+++ PROVIDED DATA +++
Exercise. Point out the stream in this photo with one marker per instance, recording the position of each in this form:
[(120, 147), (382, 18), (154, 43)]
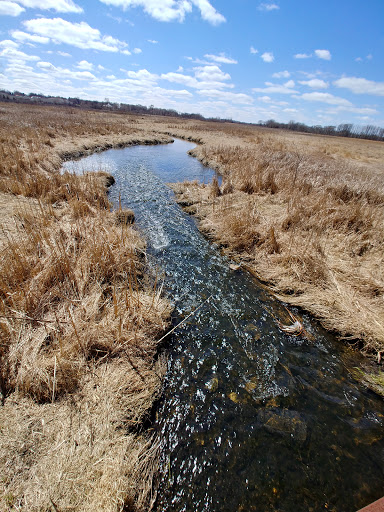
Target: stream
[(251, 419)]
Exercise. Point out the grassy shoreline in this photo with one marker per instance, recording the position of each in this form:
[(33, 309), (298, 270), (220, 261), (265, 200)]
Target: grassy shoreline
[(79, 327), (303, 214), (80, 365)]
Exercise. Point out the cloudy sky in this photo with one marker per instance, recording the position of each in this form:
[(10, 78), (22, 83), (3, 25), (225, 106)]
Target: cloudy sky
[(316, 61)]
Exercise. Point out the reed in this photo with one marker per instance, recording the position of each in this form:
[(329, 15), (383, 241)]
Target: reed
[(309, 222), (79, 324)]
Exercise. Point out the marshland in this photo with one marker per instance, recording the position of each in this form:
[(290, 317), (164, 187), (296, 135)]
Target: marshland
[(83, 309)]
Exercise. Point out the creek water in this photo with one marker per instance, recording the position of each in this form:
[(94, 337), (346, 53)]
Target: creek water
[(251, 419)]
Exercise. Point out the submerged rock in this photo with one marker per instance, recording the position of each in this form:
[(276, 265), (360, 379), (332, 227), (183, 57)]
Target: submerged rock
[(124, 217), (283, 422)]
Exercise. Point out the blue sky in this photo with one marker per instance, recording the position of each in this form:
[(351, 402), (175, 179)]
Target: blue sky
[(312, 61)]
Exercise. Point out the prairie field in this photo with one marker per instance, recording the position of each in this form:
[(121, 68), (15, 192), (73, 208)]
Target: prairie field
[(303, 213), (80, 318), (79, 323)]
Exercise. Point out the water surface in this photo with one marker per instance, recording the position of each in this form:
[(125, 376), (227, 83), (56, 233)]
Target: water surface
[(251, 419)]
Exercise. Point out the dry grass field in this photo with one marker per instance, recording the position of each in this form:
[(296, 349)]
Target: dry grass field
[(303, 213), (78, 327), (79, 365)]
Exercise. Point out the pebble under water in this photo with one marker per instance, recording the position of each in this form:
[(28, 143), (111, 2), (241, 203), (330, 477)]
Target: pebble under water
[(251, 419)]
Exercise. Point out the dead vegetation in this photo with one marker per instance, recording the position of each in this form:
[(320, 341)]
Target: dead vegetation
[(79, 324), (308, 222)]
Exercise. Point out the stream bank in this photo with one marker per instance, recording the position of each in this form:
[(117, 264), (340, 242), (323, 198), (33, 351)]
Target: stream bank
[(251, 418)]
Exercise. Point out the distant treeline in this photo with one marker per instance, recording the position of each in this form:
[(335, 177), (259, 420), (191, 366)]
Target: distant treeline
[(41, 99), (342, 130)]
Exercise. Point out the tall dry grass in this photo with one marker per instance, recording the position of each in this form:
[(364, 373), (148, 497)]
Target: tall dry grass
[(310, 224), (79, 323)]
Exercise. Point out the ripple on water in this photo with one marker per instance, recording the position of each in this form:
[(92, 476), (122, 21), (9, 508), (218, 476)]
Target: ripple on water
[(251, 419)]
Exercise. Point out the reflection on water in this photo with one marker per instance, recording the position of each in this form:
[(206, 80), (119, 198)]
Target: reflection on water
[(252, 419)]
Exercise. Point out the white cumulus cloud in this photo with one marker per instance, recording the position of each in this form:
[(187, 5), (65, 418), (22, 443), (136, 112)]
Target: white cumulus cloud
[(323, 54), (302, 56), (221, 58), (7, 43), (326, 97), (233, 97), (171, 10), (84, 64), (287, 88), (10, 8), (315, 83), (268, 57), (268, 7), (57, 5), (23, 37), (361, 85), (282, 74)]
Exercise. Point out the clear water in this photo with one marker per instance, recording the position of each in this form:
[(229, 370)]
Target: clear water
[(251, 419)]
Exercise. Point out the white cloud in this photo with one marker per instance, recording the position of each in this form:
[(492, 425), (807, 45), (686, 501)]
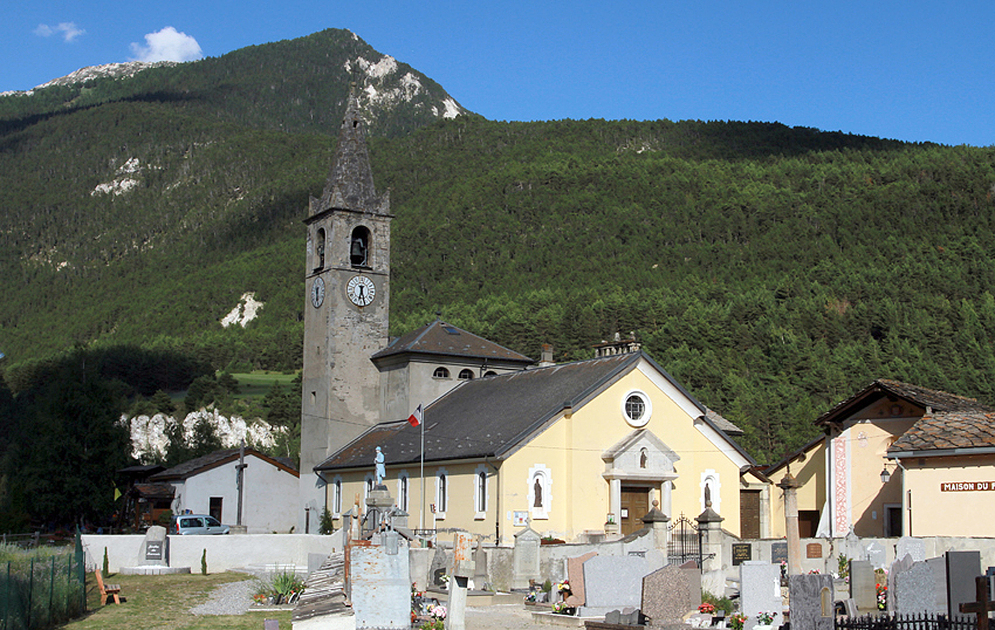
+++
- _PROBLEM TO WORK ON_:
Edit everything from the line containing "Exercise. Point out the stream bank" down to the line containing "[(310, 224), (79, 323)]", replacing "Target" with "Label" and keeping all else the same. Give only those lines.

- _WORKED SOLUTION_:
Exercise. Point out the stream bank in this photo with one marker per instance, recording the position of each in this form:
[(117, 264), (340, 242), (323, 198), (33, 351)]
Label: stream bank
[(251, 418)]
Exercise. Point out the distant treeline in this photo with one marker per instance, recording the position of each in this form:
[(335, 177), (259, 420), (191, 366)]
Label: distant treeline
[(41, 99), (342, 130)]
Exercise. Point out the tall dry grass in this photo with one marker per instance, recording the position of each in this form:
[(364, 373), (148, 497)]
Label: tall dry grass
[(310, 224), (79, 323)]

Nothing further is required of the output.